• Task instructions: Rewrite the stretch from the line containing "Can you find the wooden post" through the last line below as a numbered list, omitting blank lines. Include only those lines.

══ Material

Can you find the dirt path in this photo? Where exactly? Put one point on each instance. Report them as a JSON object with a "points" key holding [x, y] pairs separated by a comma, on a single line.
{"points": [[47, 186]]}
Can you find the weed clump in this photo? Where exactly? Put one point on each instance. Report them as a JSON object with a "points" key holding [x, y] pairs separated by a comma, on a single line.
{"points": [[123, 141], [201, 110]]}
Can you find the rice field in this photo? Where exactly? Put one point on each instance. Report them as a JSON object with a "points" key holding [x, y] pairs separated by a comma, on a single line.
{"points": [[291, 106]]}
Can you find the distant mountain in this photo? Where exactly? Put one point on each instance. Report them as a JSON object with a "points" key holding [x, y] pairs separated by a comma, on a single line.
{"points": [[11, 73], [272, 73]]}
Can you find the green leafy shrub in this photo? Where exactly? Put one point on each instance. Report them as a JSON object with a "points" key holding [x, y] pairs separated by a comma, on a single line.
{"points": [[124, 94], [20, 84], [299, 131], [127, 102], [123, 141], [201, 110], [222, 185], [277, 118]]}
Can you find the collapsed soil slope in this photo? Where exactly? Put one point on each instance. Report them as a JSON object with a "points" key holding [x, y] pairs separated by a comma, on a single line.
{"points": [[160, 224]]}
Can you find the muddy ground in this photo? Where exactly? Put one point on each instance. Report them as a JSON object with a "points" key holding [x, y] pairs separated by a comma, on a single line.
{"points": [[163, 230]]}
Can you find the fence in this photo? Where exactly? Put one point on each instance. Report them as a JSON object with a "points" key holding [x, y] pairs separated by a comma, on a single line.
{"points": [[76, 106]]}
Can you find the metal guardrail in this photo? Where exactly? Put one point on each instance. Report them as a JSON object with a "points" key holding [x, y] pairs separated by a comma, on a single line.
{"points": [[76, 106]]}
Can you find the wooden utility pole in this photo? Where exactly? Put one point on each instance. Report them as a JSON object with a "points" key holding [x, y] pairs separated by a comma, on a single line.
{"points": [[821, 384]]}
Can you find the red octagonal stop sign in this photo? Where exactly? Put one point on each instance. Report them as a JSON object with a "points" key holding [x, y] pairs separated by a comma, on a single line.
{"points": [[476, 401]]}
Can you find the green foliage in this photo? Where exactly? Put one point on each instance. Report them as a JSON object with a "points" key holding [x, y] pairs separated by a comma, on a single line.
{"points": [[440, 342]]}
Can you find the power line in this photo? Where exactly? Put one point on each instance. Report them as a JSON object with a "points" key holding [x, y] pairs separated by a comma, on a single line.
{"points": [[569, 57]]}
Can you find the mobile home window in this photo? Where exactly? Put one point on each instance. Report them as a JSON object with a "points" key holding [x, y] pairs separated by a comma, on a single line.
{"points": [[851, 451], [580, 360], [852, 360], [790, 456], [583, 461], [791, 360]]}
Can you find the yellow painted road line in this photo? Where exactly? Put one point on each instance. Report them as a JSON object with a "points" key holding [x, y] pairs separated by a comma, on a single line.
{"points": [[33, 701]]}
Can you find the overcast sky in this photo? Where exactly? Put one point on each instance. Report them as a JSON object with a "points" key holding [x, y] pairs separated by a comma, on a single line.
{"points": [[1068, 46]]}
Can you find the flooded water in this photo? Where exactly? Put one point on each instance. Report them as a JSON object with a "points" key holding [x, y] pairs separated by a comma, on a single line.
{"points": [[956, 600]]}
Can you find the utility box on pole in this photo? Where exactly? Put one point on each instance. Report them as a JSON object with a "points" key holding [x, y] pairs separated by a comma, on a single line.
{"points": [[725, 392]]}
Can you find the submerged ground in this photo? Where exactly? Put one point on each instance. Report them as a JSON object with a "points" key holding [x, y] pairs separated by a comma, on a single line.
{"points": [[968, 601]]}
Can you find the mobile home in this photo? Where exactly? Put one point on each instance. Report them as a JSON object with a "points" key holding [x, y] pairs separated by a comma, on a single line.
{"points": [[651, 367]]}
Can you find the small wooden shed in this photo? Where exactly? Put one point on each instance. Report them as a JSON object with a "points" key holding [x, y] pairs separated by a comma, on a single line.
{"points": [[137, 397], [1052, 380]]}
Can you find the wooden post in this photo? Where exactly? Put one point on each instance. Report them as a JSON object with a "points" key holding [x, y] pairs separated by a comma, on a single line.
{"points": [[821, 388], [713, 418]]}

════

• Task answer:
1. Can you find the wooden post in this photo? Where exactly? Put one point on each instance. Report them as a JSON object with a "points" key holding [x, y] pairs separated by a comma, on a single line.
2. {"points": [[821, 388], [713, 418]]}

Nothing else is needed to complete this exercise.